Bu benzerine az rastlanan dostluk ve mesleki iş birliğinin temelinde yatan, otuz yıl yıl önceki bir atari salonunda gerçekleşen rastlantısal tanışmanın bir benzerinin “Günler” filminin çekimlerinde bir süre öce yeniden yaşandığını ve Tsai’nin ilk kez kamera karşısına geçirdiği Anong Houngheuangsy ile, genç Laos’lu göçmen sokak yemekleri satarken tesadüfen tanıştığını da belirtelim.

Hemen belirtmem gerekir ki, filmle ilgili izlenimlerimi öykünün ayrıntılarına girmeden yazmam mümkün değil. Bundan sonrası için, “dikkat spoiler!” diyerek devam etmek zorundayım. Bilgilerinize.

Otuz yıl önce başlayan bu yolculuğun başında neredeyse yeniyetme gibi duran Xiao-Kang, “Günler”de, karşımıza elli yaşlarında, büyük bir evde tek başına yaşayan varlıklı bir adam olarak çıkar.

------------------------------------------------------------

Hedef - Film yazısına göre Xiao-Kang, “Günler” filminde karşımıza nasıl bir adam olarak çıkıyor?

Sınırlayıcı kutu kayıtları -
------------------------------------------------------------

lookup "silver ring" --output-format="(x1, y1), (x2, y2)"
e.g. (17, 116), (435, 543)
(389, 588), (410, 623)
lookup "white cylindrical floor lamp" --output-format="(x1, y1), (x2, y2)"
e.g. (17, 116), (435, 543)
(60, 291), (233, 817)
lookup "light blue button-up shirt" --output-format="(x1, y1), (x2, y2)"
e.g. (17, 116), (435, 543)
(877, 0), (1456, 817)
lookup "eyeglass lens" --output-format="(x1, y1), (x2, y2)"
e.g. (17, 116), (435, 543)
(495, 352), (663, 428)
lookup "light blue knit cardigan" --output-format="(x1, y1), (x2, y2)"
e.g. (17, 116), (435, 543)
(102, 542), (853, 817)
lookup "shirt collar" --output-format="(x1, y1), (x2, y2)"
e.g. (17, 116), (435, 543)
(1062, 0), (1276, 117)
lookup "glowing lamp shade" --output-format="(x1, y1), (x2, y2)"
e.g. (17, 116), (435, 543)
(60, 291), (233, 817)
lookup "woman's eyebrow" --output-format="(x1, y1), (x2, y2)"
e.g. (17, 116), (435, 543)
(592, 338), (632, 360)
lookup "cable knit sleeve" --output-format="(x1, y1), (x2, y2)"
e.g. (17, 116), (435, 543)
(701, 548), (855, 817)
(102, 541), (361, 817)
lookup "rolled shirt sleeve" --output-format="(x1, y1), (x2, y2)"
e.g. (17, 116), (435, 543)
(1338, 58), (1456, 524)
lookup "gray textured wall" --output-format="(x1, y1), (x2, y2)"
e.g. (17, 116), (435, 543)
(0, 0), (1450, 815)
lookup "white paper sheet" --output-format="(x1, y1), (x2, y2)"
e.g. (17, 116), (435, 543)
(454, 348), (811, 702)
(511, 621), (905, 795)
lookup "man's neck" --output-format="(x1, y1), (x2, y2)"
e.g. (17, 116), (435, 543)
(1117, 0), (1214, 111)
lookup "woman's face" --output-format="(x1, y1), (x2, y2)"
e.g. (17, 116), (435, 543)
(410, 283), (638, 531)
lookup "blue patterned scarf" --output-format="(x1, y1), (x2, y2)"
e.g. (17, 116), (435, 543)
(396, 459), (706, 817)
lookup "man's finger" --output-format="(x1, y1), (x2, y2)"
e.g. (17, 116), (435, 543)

------------------------------------------------------------

Tamamlanan görev - Elli yaşlarında, büyük bir evde tek başına yaşayan varlıklı bir adam olarak.